REQUISITOS DA TAREFA: Reproduza todos os dados abaixo trocando "one pin" por "one marker", sem nenhuma outra alteração. Não inclua as imagens na resposta.

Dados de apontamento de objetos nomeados
──────

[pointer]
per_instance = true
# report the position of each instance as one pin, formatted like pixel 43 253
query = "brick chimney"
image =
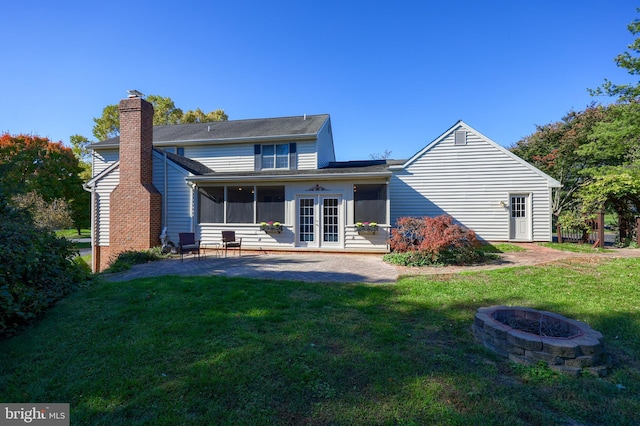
pixel 135 205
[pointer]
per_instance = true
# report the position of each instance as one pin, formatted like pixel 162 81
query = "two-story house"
pixel 236 175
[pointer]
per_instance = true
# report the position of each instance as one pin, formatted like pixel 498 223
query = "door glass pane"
pixel 518 206
pixel 330 220
pixel 306 220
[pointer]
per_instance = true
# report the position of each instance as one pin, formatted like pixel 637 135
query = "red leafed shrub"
pixel 432 240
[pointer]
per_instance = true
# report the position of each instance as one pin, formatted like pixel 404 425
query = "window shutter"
pixel 293 156
pixel 257 157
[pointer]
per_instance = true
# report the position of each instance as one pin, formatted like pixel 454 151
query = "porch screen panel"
pixel 270 203
pixel 211 205
pixel 240 204
pixel 330 220
pixel 306 217
pixel 370 203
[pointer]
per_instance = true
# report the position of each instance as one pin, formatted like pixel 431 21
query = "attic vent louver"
pixel 460 137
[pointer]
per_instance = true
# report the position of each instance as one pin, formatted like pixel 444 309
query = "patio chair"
pixel 188 243
pixel 229 241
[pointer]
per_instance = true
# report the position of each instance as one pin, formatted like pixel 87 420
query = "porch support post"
pixel 600 221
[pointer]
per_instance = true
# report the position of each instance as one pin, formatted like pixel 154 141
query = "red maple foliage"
pixel 431 235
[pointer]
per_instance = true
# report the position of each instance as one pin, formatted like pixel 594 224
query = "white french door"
pixel 318 221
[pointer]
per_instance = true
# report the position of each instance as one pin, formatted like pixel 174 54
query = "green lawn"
pixel 214 350
pixel 73 233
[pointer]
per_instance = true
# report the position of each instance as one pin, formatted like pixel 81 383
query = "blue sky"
pixel 393 75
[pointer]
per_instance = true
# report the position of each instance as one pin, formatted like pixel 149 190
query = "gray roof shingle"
pixel 233 129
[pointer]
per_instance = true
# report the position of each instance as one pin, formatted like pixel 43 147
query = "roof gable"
pixel 461 125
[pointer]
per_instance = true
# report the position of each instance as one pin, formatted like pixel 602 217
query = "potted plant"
pixel 366 227
pixel 271 226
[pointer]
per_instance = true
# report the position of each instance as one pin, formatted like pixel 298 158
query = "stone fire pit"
pixel 528 336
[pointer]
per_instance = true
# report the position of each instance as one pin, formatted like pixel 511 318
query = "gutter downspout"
pixel 94 267
pixel 165 197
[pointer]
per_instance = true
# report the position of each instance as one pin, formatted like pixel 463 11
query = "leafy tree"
pixel 615 140
pixel 49 216
pixel 31 164
pixel 557 149
pixel 165 112
pixel 617 188
pixel 199 116
pixel 630 61
pixel 80 148
pixel 108 124
pixel 378 156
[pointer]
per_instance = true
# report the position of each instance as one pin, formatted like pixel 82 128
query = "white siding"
pixel 103 189
pixel 177 201
pixel 307 156
pixel 468 182
pixel 101 160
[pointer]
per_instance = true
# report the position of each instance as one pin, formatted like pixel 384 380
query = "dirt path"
pixel 534 254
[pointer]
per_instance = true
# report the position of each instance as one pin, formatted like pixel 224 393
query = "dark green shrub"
pixel 36 268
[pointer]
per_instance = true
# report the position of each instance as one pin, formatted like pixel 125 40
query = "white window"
pixel 275 156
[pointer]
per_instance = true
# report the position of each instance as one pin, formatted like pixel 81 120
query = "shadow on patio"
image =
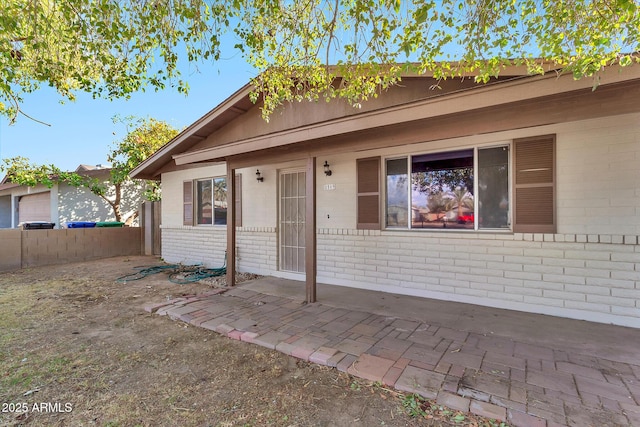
pixel 527 369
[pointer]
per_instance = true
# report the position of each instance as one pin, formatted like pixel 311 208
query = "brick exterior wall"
pixel 256 247
pixel 594 277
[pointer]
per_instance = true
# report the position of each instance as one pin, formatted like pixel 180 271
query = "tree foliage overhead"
pixel 139 143
pixel 112 48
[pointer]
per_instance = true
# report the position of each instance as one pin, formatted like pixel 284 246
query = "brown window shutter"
pixel 368 190
pixel 238 200
pixel 534 205
pixel 187 203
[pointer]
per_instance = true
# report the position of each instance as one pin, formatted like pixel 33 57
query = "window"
pixel 211 201
pixel 446 190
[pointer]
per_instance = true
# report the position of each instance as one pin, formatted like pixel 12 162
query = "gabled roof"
pixel 516 87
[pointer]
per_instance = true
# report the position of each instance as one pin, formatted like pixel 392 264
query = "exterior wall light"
pixel 327 171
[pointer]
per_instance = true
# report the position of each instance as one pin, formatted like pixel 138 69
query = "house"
pixel 64 203
pixel 521 194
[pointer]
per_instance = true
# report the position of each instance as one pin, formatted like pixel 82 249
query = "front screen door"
pixel 292 217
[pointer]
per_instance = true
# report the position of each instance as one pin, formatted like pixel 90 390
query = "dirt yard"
pixel 77 349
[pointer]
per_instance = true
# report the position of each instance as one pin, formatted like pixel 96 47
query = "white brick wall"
pixel 589 270
pixel 194 245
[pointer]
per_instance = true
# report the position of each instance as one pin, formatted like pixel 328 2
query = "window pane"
pixel 397 193
pixel 442 190
pixel 204 199
pixel 493 187
pixel 220 201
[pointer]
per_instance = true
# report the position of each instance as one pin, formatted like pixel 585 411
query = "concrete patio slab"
pixel 529 370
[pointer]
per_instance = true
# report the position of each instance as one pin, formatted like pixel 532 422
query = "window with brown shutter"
pixel 187 203
pixel 368 189
pixel 534 186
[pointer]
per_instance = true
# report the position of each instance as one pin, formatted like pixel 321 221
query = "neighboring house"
pixel 63 203
pixel 521 194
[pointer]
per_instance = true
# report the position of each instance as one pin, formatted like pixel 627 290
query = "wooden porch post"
pixel 310 230
pixel 231 225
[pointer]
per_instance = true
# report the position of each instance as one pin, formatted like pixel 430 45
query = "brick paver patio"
pixel 505 378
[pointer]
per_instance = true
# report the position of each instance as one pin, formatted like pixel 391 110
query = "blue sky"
pixel 83 131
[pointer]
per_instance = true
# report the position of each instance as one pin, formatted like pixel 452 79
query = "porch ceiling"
pixel 528 101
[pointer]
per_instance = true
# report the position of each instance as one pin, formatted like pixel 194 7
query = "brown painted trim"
pixel 456 104
pixel 231 227
pixel 310 230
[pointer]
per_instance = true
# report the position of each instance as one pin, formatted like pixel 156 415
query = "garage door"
pixel 35 207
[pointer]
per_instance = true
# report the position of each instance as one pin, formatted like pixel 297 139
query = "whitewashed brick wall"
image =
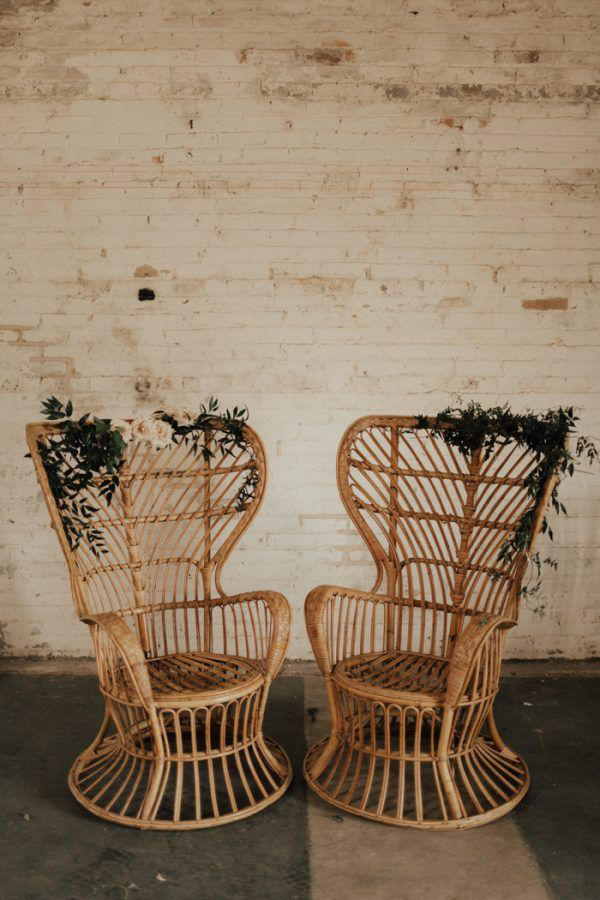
pixel 342 207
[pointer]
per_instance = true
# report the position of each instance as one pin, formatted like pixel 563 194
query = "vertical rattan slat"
pixel 412 673
pixel 185 668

──────

RESPOSTA ESCRITA:
[pointer]
per_instance = true
# report the position of each instance as one marker, formatted like pixel 43 253
query = "brick chimney"
image =
pixel 135 205
[pointer]
per_instance = true
# report the position of each instance as one marker, formatted like pixel 162 81
query = "two-story house"
pixel 236 175
[pointer]
per_instance = true
# report the position of each instance as one marker, formatted like pixel 498 223
query = "door glass pane"
pixel 518 206
pixel 330 220
pixel 306 220
[pointer]
per_instance = true
# report the position of each instance as one marker, formatted like pixel 637 135
query = "red leafed shrub"
pixel 432 240
[pointer]
per_instance = true
# report the position of each instance as one marker, formatted like pixel 404 425
query = "window shutter"
pixel 293 156
pixel 257 157
[pointer]
per_instance = true
# report the position of each instance as one marker, formatted like pixel 454 151
query = "porch screen panel"
pixel 270 203
pixel 211 205
pixel 240 204
pixel 330 220
pixel 306 217
pixel 370 203
[pointer]
per_instance = true
# report the position of each instance as one marker, formatted like pixel 431 21
query = "attic vent louver"
pixel 460 137
[pointer]
per_instance = true
# report the position of each instance as one marker, formatted like pixel 444 309
query = "patio chair"
pixel 188 243
pixel 229 241
[pointer]
per_instance = true
# report the position of each instance as one marker, formatted like pixel 87 420
query = "porch support post"
pixel 600 221
[pointer]
per_instance = true
# report the position of each instance as one marker, formatted like pixel 154 141
query = "red maple foliage"
pixel 431 235
[pointer]
per_instance = true
# report the position of each instance as one marker, formatted like pixel 594 224
query = "white french door"
pixel 318 221
[pointer]
per_instance = true
# report the position of each instance as one marker, formatted like pixel 174 54
query = "green lawn"
pixel 214 350
pixel 73 233
[pointer]
per_instance = true
# report the position of each instance as one marker, formatted like pixel 81 383
query = "blue sky"
pixel 393 75
[pointer]
per_instance = true
# report the position of each instance as one marker, formatted like pixel 149 190
query = "gray roof shingle"
pixel 233 129
[pointer]
per_instance = true
# report the position of each instance as one marker, formatted like pixel 43 147
query = "roof gable"
pixel 461 125
[pointer]
per_instance = true
# report the position of each instance as one marker, formatted like pixel 602 217
query = "potted plant"
pixel 366 227
pixel 271 226
[pointer]
per_instance = true
# report the position of each instance as one marker, formatted like pixel 298 158
query = "stone fire pit"
pixel 528 336
[pointer]
per_instance = true
# report the position of each instance as one marker, formatted like pixel 511 318
query = "gutter downspout"
pixel 94 267
pixel 165 197
[pointer]
per_instance = true
# report the position of each instance as one marker, formatted like pixel 463 11
query = "leafy tree"
pixel 615 140
pixel 49 216
pixel 31 164
pixel 557 149
pixel 165 112
pixel 617 188
pixel 199 116
pixel 630 61
pixel 80 148
pixel 108 124
pixel 378 156
[pointer]
per_instance = true
# report the position of each instance as one marker, formatted like pixel 82 128
query = "white siding"
pixel 103 189
pixel 177 201
pixel 307 156
pixel 468 182
pixel 101 160
[pointer]
per_instance = true
# report the position of each instance as one marker, formatted like pixel 384 380
query = "dirt path"
pixel 534 254
[pointer]
per_instance = true
# report the position of each instance as one marker, formatted like pixel 224 393
query = "dark green shrub"
pixel 36 268
[pointer]
per_instance = true
# report the position of each instance as one marker, formatted like pixel 125 40
query = "white window"
pixel 275 156
[pointer]
per_instance = true
# report the position of each instance as one marker, formatted like pixel 81 120
query = "shadow on patio"
image =
pixel 527 369
[pointer]
per_instance = true
# report the position of each instance as one marker, formatted like pixel 311 208
query = "brick exterior wall"
pixel 256 247
pixel 594 277
[pointer]
per_instance = true
# report the position of each instance as one marker, formatted like pixel 180 271
query = "tree foliage overhead"
pixel 139 143
pixel 112 48
[pointer]
per_instance = true
# report the position of each instance as one marker, formatted like pixel 284 246
query = "brown window shutter"
pixel 368 190
pixel 238 200
pixel 534 205
pixel 187 203
[pointer]
per_instance = true
# report the position of each instance as one marker, formatted like pixel 33 57
query = "window"
pixel 211 201
pixel 446 190
[pointer]
per_instance = true
# report the position of each instance as one marker, formatted like pixel 12 162
query = "gabled roof"
pixel 516 87
[pointer]
per_instance = true
# report the position of each instance as one marker, formatted like pixel 392 264
query = "exterior wall light"
pixel 327 171
[pointer]
per_instance = true
# report the position of each instance as one marker, formatted like pixel 138 69
query = "house"
pixel 64 203
pixel 521 194
[pointer]
per_instance = true
# report the position of each instance as one marker, formatted like pixel 82 249
query = "front screen door"
pixel 292 217
[pointer]
per_instance = true
# report the position of each instance as one marker, formatted like pixel 90 390
query = "dirt yard"
pixel 77 349
[pointer]
per_instance = true
# report the position of each instance as one marker, formatted like pixel 96 47
query = "white brick wall"
pixel 589 270
pixel 194 245
[pointer]
per_instance = true
# report the position of each instance as one marker, formatted like pixel 328 2
query = "window pane"
pixel 397 193
pixel 442 190
pixel 204 199
pixel 493 187
pixel 220 201
[pointer]
per_instance = true
# report the position of each instance as one marker, formatted like pixel 585 411
query = "concrete patio slab"
pixel 529 370
[pointer]
per_instance = true
# report the position of each instance as one marker, formatted like pixel 532 422
query = "window with brown shutter"
pixel 187 203
pixel 368 189
pixel 534 186
[pointer]
per_instance = true
# report the position of each instance as one marker, formatted like pixel 321 221
query = "neighboring house"
pixel 63 203
pixel 521 194
[pointer]
per_instance = true
# report the position of each instance as one marker, formatted like pixel 627 290
query = "wooden porch post"
pixel 310 230
pixel 231 225
[pointer]
per_instance = true
# report the position of each instance as one marker, formatted like pixel 430 45
query = "brick paver patio"
pixel 505 378
[pointer]
per_instance = true
# report the position of each instance as one marker, formatted like pixel 391 110
query = "blue sky"
pixel 83 131
[pointer]
per_instance = true
# report the position of each instance as one marker, formatted like pixel 452 79
query = "porch ceiling"
pixel 528 101
[pointer]
per_instance = true
# report the position of each instance as one marker, formatted like pixel 194 7
query = "brown painted trim"
pixel 456 104
pixel 231 227
pixel 310 230
[pointer]
per_instance = true
# report the position of each instance as one marker, formatted like pixel 156 415
query = "garage door"
pixel 35 207
[pointer]
per_instance = true
# report the position of each instance as one marker, formatted like pixel 297 139
query = "whitewashed brick wall"
image =
pixel 342 207
[pointer]
per_instance = true
# report the position of each instance as one marker, formatted like pixel 563 194
query = "vertical rattan slat"
pixel 412 673
pixel 185 668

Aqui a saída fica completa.